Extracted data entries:
┄┄┄┄┄┄┄┄┄┄┄┄┄┄┄┄┄┄┄┄

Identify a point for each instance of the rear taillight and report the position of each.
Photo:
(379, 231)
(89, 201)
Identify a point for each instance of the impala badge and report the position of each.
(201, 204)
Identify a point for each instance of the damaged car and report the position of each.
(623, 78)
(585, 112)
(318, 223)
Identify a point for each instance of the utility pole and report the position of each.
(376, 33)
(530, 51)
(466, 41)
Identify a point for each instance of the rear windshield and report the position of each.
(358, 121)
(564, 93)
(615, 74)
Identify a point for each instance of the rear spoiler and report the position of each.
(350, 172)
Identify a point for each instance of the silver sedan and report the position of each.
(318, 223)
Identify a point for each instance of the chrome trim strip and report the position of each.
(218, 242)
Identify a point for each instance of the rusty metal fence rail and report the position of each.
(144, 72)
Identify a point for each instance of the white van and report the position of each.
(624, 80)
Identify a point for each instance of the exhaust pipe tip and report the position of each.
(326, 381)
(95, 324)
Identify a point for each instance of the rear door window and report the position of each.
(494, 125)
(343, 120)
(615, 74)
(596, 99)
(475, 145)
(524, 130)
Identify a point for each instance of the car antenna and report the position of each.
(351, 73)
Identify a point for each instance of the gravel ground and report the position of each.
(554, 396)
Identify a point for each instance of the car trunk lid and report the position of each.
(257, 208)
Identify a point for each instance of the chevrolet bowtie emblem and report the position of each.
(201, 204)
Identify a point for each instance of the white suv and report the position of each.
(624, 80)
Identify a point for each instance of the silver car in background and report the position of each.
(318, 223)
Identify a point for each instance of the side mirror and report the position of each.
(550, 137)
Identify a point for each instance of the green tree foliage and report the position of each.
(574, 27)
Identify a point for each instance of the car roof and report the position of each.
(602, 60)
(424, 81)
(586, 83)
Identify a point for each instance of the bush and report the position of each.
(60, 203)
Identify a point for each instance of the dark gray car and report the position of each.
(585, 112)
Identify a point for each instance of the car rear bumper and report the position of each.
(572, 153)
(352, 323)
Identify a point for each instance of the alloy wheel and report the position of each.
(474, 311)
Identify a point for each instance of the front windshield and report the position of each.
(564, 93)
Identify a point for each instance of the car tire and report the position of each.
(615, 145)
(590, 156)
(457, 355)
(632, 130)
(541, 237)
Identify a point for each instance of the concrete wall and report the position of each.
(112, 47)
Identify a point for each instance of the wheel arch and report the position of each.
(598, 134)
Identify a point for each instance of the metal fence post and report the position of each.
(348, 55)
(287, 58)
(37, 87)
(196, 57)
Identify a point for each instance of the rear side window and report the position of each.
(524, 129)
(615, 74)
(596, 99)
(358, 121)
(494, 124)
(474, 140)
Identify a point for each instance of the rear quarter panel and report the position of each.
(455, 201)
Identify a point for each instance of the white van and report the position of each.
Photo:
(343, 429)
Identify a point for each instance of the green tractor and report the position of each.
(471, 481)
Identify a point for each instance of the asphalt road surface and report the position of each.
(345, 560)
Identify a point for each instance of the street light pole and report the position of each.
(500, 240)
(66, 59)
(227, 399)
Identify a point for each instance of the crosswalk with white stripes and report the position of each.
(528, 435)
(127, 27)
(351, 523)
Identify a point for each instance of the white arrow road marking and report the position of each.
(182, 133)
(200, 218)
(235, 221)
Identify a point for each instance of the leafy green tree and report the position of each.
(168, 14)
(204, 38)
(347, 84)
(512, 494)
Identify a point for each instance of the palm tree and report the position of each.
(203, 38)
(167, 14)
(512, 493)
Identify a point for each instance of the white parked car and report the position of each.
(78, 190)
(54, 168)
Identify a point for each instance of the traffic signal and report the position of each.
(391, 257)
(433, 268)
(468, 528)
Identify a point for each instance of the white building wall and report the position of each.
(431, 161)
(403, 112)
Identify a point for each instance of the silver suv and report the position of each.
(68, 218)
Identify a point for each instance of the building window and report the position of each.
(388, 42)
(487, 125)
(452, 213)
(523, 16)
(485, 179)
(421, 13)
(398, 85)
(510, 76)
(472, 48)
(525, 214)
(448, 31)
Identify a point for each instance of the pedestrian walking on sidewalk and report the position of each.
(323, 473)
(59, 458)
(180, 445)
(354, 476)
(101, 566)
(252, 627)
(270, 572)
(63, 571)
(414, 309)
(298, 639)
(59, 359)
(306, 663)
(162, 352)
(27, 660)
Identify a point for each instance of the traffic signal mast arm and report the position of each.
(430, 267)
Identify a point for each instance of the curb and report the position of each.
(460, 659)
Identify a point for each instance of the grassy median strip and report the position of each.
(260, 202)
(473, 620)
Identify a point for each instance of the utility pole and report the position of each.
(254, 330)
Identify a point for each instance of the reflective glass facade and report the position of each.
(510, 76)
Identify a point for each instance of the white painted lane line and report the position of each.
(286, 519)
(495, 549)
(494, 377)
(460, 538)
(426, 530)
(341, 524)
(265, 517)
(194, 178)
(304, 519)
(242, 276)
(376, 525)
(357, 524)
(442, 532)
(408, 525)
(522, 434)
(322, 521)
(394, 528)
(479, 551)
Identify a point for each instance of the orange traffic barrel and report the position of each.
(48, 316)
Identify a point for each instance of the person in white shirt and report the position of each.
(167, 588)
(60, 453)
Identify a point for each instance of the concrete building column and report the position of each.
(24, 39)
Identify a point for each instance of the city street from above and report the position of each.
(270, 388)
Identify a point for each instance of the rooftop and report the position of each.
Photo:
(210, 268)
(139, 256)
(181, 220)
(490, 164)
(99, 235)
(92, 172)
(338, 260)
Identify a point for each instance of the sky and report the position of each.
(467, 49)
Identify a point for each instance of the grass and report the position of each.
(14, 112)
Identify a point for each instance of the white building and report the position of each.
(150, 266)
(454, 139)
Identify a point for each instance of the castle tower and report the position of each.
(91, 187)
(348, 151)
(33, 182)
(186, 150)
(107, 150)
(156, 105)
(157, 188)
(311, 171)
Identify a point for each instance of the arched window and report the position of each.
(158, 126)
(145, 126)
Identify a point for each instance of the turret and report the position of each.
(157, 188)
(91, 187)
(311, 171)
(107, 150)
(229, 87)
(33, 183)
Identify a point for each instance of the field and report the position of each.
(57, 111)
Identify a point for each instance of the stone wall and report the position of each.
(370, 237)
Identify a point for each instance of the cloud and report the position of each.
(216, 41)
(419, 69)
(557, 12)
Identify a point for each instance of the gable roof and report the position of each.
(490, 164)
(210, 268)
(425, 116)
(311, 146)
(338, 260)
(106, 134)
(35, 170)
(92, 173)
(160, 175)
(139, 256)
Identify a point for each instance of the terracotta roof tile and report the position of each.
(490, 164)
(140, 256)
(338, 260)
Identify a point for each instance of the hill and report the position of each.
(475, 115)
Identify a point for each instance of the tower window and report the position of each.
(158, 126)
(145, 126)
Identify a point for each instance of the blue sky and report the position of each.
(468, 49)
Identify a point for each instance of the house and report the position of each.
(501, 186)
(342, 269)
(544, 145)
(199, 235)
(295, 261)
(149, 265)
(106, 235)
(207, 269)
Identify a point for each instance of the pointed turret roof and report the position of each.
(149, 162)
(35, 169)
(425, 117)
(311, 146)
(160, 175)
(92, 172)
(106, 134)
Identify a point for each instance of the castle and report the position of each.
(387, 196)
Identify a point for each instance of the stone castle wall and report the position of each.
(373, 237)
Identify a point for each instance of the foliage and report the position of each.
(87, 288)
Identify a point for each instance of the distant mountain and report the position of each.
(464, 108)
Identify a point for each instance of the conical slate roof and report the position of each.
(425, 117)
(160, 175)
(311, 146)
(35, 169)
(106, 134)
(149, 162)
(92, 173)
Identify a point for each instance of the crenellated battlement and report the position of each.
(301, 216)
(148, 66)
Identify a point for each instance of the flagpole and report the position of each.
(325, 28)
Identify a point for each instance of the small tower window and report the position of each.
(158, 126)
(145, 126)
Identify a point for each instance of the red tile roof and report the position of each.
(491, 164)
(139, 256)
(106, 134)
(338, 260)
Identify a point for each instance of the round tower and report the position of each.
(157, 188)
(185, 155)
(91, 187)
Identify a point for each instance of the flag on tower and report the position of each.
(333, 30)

┄┄┄┄┄┄┄┄┄┄┄┄┄┄┄┄┄┄┄┄

# [EXERCISE DETAILS]
Give back exactly the lines that run from the line with "Identify a point for each instance of the cloud" through the close of the material, counting both ends, and nothing more.

# [PROBLEM SOLUTION]
Identify a point for each instance of the cloud and report the position of each.
(216, 41)
(419, 69)
(557, 12)
Identify a point for each instance of the gable roof and report the position of each.
(490, 164)
(210, 268)
(425, 116)
(311, 146)
(338, 260)
(106, 134)
(35, 170)
(92, 173)
(160, 175)
(139, 256)
Identify a point for each instance of the terracotta roof tile and report the position of each.
(490, 164)
(140, 256)
(338, 260)
Identify a point for each instance of the hill and report the position of each.
(475, 115)
Identify a point for each instance of the tower window and report the position of each.
(158, 126)
(145, 126)
Identify a point for each instance of the blue sky and report the position of each.
(468, 49)
Identify a point for each instance of the house and report the position of each.
(501, 186)
(342, 269)
(544, 145)
(199, 235)
(295, 261)
(149, 265)
(106, 235)
(207, 269)
Identify a point for each instance of the pointed turret roof and report the position of each.
(149, 162)
(35, 169)
(425, 117)
(311, 146)
(160, 175)
(92, 172)
(106, 134)
Identify a point for each instance of the castle and report the position of each.
(387, 196)
Identify a point for each instance of the stone castle wall and report the position of each.
(373, 237)
Identify a point for each instance of the foliage and report the position of each.
(87, 288)
Identify a point for each instance of the distant mountain and report the position of each.
(464, 108)
Identify a point for each instance of the conical slate roof and report the position of each.
(425, 117)
(160, 175)
(311, 146)
(35, 169)
(106, 134)
(149, 162)
(92, 173)
Identify a point for each instance of the crenellated battlement and report the position of each.
(301, 216)
(148, 66)
Identify a point for each instance of the flagpole and report the position of each.
(325, 28)
Identify a point for each instance of the small tower window and report the position of each.
(158, 126)
(145, 126)
Identify a point for each instance of the red tile roof and report the position of each.
(491, 164)
(139, 256)
(106, 134)
(338, 260)
Identify a point for each instance of the round tower and report the position of each.
(157, 188)
(185, 155)
(91, 187)
Identify a point for each instance of the flag on tower and report the position of each.
(333, 30)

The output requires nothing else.